Which lines in the records below contain the word "blurred"? Report each of those lines in full, and treat uppercase and lowercase as different.

(DATA SHOWN):

— BEGIN —

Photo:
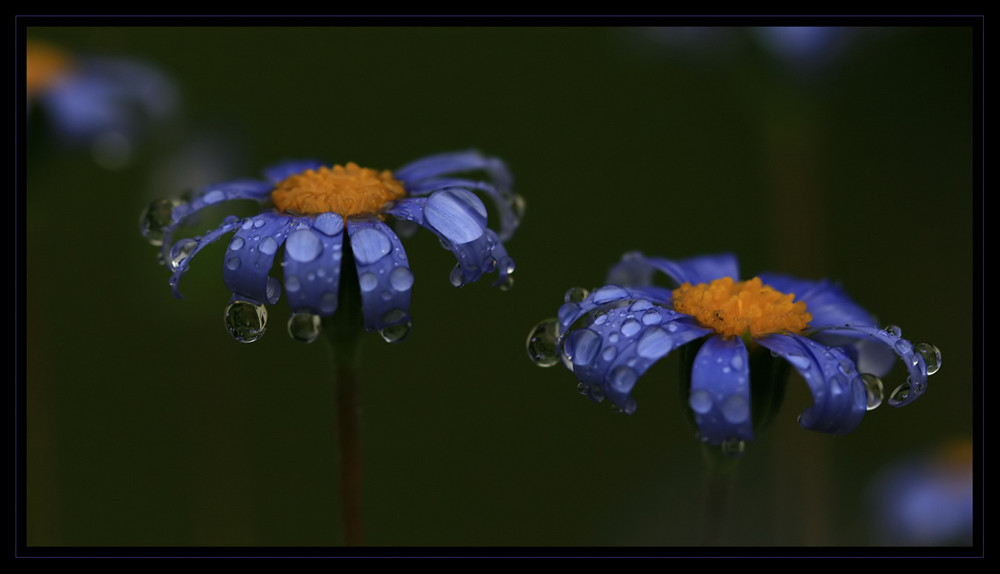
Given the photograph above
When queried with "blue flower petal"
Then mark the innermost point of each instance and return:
(250, 255)
(455, 215)
(720, 391)
(182, 252)
(635, 269)
(281, 171)
(383, 273)
(313, 254)
(874, 340)
(839, 397)
(259, 191)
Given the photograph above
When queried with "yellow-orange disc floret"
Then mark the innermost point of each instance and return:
(741, 309)
(347, 190)
(44, 65)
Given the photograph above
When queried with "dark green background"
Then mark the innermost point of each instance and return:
(147, 425)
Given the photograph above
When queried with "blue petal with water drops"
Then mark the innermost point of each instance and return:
(383, 273)
(427, 175)
(635, 269)
(247, 263)
(312, 264)
(720, 391)
(839, 396)
(181, 253)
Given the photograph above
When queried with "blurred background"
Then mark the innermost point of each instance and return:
(844, 153)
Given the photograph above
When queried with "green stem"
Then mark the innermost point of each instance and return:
(720, 471)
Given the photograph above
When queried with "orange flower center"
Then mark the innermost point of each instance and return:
(45, 64)
(347, 190)
(747, 308)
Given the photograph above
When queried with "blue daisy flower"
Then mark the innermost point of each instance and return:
(611, 336)
(96, 100)
(318, 217)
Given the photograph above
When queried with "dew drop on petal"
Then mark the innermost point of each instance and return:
(542, 343)
(157, 217)
(575, 295)
(304, 327)
(874, 390)
(246, 321)
(303, 245)
(931, 355)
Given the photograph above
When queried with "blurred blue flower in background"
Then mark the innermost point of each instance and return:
(101, 102)
(312, 210)
(610, 337)
(926, 499)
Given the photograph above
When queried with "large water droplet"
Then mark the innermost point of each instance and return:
(401, 278)
(157, 217)
(304, 327)
(303, 245)
(931, 355)
(874, 391)
(542, 343)
(582, 346)
(246, 321)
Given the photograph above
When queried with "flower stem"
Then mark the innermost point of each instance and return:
(720, 471)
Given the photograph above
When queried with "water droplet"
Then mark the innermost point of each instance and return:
(399, 331)
(401, 278)
(735, 409)
(582, 346)
(246, 321)
(329, 223)
(931, 355)
(899, 394)
(180, 252)
(623, 378)
(268, 246)
(214, 196)
(303, 245)
(368, 282)
(609, 293)
(700, 401)
(457, 214)
(575, 295)
(542, 343)
(157, 217)
(733, 447)
(654, 343)
(304, 327)
(874, 390)
(456, 277)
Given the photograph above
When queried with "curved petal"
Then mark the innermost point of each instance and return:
(281, 171)
(827, 302)
(839, 398)
(720, 390)
(620, 344)
(458, 218)
(877, 341)
(313, 254)
(383, 273)
(184, 250)
(250, 255)
(504, 201)
(244, 189)
(635, 269)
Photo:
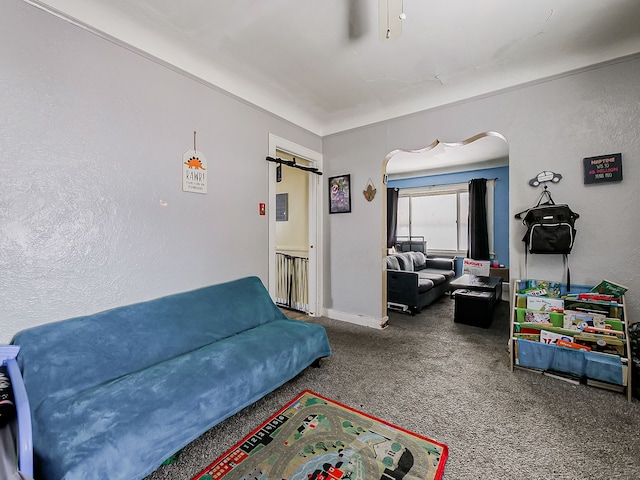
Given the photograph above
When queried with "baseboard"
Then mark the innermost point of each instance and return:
(364, 320)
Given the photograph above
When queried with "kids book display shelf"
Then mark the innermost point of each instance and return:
(580, 337)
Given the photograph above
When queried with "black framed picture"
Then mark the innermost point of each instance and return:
(340, 194)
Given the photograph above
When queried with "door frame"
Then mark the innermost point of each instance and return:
(315, 220)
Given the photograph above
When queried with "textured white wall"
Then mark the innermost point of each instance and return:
(549, 126)
(91, 140)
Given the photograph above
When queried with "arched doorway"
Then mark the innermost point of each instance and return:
(434, 177)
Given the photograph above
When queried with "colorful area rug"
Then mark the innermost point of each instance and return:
(314, 438)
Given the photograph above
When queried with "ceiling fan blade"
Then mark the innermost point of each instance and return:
(389, 22)
(357, 19)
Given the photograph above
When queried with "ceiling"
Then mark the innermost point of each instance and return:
(294, 58)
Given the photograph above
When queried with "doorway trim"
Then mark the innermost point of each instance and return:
(315, 216)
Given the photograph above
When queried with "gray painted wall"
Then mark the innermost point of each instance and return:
(549, 126)
(91, 142)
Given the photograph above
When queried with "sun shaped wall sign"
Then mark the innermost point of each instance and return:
(194, 172)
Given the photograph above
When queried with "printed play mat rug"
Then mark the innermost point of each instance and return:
(314, 438)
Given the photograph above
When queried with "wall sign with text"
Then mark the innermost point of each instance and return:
(605, 168)
(194, 172)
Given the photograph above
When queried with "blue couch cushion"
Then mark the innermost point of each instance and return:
(424, 284)
(406, 261)
(419, 260)
(129, 338)
(156, 411)
(448, 274)
(392, 262)
(436, 278)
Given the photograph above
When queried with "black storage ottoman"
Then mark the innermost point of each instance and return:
(473, 307)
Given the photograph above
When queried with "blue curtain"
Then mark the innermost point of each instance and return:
(392, 216)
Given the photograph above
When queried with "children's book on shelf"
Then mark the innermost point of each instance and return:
(545, 304)
(608, 287)
(552, 338)
(577, 320)
(539, 288)
(537, 317)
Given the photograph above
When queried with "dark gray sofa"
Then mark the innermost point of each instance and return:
(415, 280)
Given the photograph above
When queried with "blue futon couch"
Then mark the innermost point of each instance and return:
(114, 394)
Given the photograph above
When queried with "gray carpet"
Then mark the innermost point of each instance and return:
(452, 383)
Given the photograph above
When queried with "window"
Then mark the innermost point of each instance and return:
(440, 215)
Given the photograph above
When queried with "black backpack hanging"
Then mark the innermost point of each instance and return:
(550, 229)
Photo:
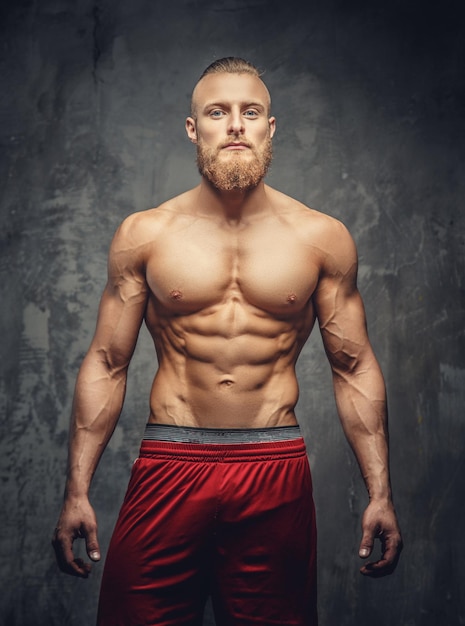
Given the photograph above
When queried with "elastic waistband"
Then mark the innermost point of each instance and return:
(248, 450)
(189, 434)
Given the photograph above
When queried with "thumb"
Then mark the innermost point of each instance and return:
(92, 546)
(366, 545)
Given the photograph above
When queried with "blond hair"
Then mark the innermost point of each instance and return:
(228, 65)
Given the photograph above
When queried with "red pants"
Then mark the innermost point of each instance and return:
(234, 521)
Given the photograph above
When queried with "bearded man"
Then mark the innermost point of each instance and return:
(229, 278)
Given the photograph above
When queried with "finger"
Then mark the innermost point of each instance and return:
(387, 563)
(366, 545)
(92, 546)
(65, 558)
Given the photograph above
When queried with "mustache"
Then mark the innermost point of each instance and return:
(241, 140)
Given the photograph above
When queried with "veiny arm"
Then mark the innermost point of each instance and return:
(360, 393)
(99, 394)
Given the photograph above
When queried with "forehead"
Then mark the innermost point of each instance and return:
(230, 88)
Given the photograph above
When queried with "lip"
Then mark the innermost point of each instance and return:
(236, 146)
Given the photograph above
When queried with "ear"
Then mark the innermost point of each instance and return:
(272, 125)
(191, 129)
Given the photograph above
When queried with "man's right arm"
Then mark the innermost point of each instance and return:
(99, 393)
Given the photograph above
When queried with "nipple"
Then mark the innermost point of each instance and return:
(175, 294)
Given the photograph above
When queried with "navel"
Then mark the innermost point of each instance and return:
(226, 383)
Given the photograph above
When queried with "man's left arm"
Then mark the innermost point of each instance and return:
(360, 394)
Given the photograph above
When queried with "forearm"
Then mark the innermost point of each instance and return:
(361, 402)
(98, 400)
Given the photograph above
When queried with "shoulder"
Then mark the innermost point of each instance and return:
(143, 228)
(328, 237)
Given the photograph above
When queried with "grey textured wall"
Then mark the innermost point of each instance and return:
(369, 98)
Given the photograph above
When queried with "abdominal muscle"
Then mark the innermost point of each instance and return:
(214, 380)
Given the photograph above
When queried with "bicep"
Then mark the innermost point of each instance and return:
(122, 306)
(340, 310)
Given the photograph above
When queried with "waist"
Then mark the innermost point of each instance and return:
(190, 434)
(227, 444)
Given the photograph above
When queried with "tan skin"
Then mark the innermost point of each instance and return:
(229, 285)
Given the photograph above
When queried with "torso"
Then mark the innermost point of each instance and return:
(230, 308)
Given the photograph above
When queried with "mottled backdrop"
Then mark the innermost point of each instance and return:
(369, 98)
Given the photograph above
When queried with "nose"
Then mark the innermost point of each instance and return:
(236, 123)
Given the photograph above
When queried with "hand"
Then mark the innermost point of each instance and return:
(380, 521)
(77, 520)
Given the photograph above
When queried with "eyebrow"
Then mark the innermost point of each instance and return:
(243, 105)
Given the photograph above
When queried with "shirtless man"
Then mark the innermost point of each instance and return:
(229, 278)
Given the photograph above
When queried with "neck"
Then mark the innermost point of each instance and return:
(234, 205)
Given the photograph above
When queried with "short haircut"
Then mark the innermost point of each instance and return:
(227, 65)
(231, 65)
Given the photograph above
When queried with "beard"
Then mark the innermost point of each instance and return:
(234, 173)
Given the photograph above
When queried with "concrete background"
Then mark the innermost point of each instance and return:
(370, 102)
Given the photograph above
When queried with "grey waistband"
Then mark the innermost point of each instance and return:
(188, 434)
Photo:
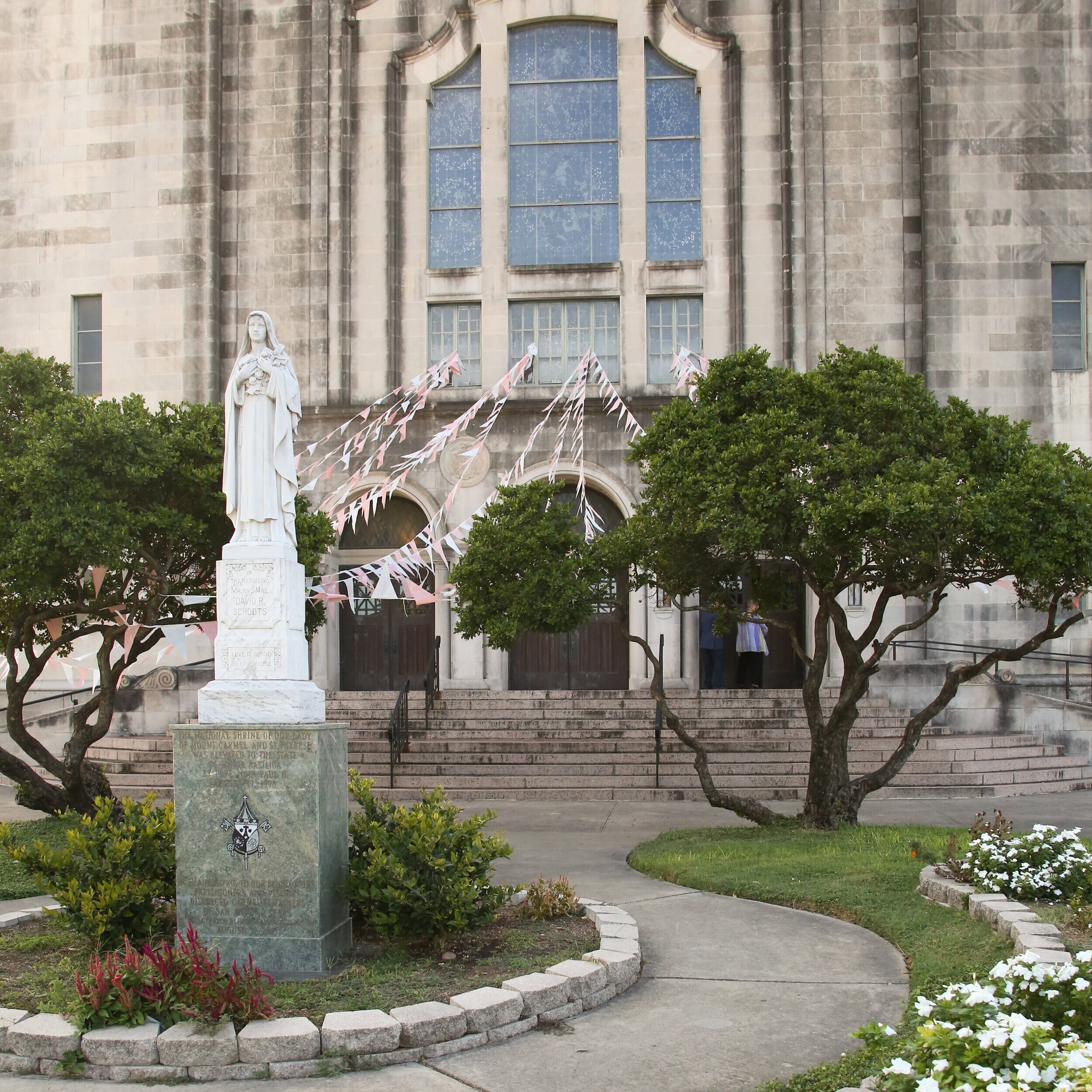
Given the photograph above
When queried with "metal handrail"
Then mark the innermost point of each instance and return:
(432, 682)
(398, 728)
(975, 650)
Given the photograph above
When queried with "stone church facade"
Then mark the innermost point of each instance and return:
(392, 180)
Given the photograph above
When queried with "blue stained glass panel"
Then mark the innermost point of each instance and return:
(674, 231)
(604, 51)
(673, 160)
(456, 118)
(604, 172)
(564, 174)
(455, 238)
(455, 178)
(605, 233)
(564, 152)
(522, 107)
(674, 169)
(564, 234)
(522, 236)
(563, 112)
(563, 52)
(455, 169)
(672, 107)
(604, 112)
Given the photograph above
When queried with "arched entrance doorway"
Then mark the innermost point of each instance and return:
(594, 657)
(385, 643)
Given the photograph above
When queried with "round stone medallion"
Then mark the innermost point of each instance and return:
(453, 462)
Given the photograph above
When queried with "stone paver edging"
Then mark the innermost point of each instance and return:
(1013, 920)
(370, 1039)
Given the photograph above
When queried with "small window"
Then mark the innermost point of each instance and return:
(1067, 316)
(88, 351)
(673, 160)
(457, 328)
(455, 169)
(674, 324)
(564, 330)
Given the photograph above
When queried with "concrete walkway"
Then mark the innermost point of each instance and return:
(734, 993)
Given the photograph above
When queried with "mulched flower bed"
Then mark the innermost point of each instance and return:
(38, 960)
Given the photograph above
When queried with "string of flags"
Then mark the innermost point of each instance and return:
(413, 564)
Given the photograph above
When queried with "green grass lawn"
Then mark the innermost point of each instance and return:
(865, 875)
(14, 881)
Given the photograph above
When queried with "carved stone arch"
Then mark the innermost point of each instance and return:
(597, 654)
(385, 643)
(599, 477)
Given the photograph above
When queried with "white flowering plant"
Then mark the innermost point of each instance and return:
(1047, 863)
(1025, 1030)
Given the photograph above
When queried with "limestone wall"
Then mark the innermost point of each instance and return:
(107, 185)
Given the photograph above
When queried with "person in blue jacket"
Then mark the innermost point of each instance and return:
(712, 654)
(752, 649)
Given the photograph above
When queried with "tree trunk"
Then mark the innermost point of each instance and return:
(829, 802)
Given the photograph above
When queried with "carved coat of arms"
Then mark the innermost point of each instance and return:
(245, 833)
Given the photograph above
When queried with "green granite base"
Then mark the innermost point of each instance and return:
(261, 842)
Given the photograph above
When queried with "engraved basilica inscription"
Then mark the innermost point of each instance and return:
(249, 590)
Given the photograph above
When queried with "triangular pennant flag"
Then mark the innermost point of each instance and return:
(176, 635)
(418, 594)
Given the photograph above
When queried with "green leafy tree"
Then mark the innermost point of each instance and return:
(114, 518)
(852, 473)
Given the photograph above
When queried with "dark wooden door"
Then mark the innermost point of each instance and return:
(385, 643)
(594, 657)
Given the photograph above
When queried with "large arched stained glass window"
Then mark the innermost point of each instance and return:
(455, 169)
(563, 110)
(674, 160)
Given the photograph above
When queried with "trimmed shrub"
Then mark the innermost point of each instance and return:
(421, 871)
(549, 899)
(117, 867)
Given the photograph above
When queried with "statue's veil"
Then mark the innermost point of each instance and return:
(279, 351)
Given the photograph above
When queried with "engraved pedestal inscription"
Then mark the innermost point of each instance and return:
(261, 816)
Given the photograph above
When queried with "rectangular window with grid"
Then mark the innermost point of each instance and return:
(455, 169)
(563, 162)
(457, 328)
(88, 344)
(564, 330)
(1067, 316)
(674, 324)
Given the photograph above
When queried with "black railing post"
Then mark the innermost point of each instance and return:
(398, 729)
(432, 682)
(659, 723)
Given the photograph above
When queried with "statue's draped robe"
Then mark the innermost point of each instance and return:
(259, 463)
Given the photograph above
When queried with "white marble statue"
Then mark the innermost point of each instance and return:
(261, 411)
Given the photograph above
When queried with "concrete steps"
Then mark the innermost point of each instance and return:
(587, 745)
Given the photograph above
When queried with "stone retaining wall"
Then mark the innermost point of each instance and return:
(370, 1039)
(1014, 920)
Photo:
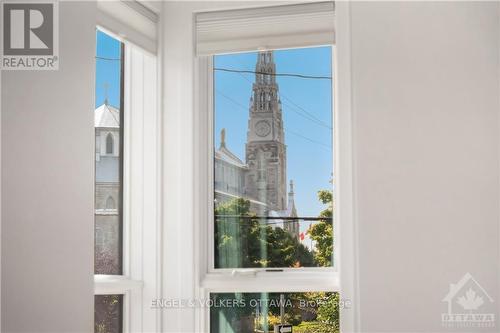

— END —

(SOLUTION FOR THIS TASK):
When queried with "blurred background"
When queried with "blurred blue flower in background"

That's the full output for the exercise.